Exercise brief:
Lay out the records below as a JSON list of strings, one string per line, with blank lines dropped. Leave out the pictures.
=-=-=
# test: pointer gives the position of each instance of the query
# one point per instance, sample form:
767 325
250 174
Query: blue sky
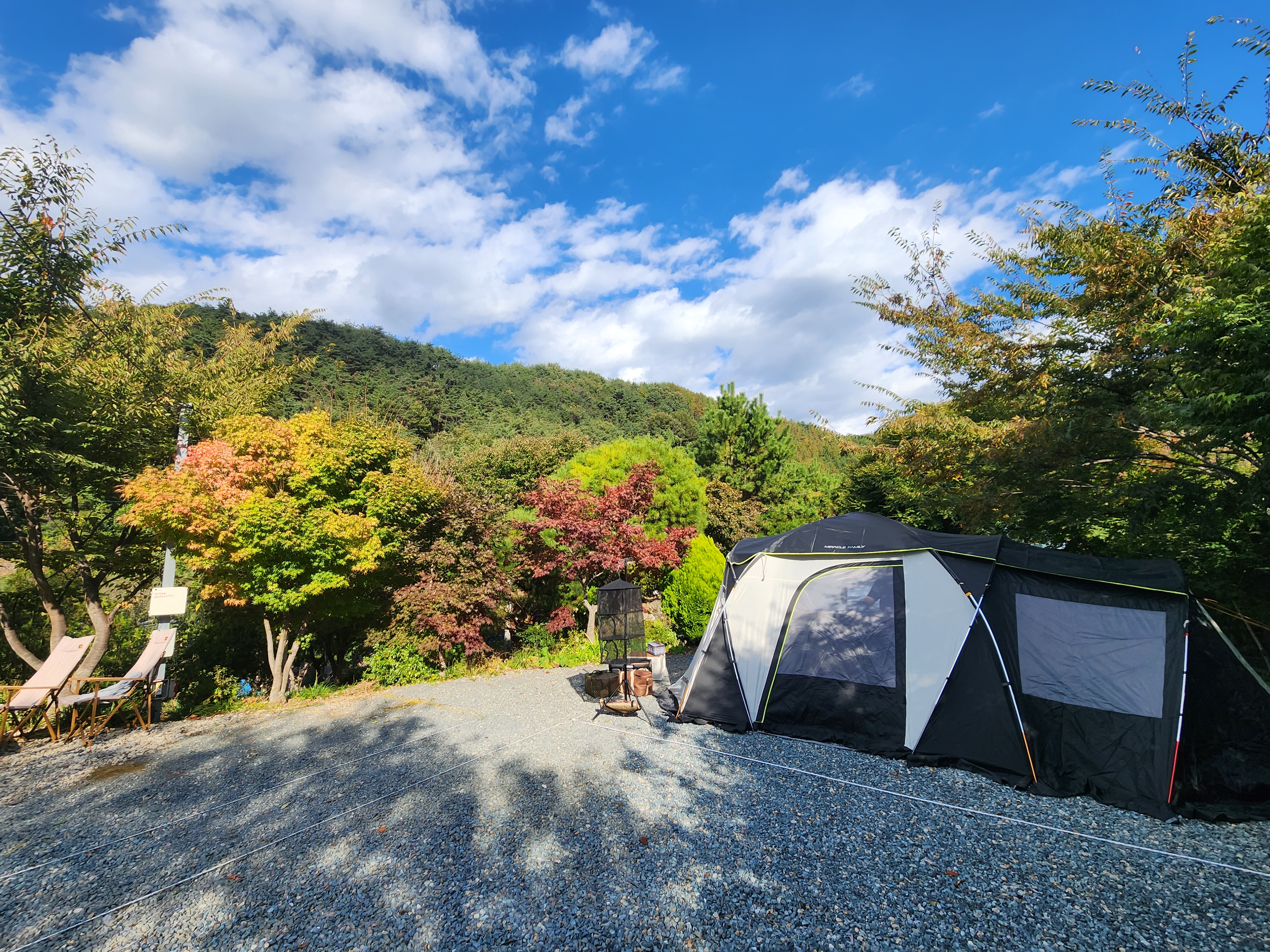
661 191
=-=-=
Output of the exercise:
[
  "# test: pointer gives the position of each instance of the query",
  "# one point per instance, sample form:",
  "767 325",
  "250 174",
  "Query: blue sky",
  "661 191"
]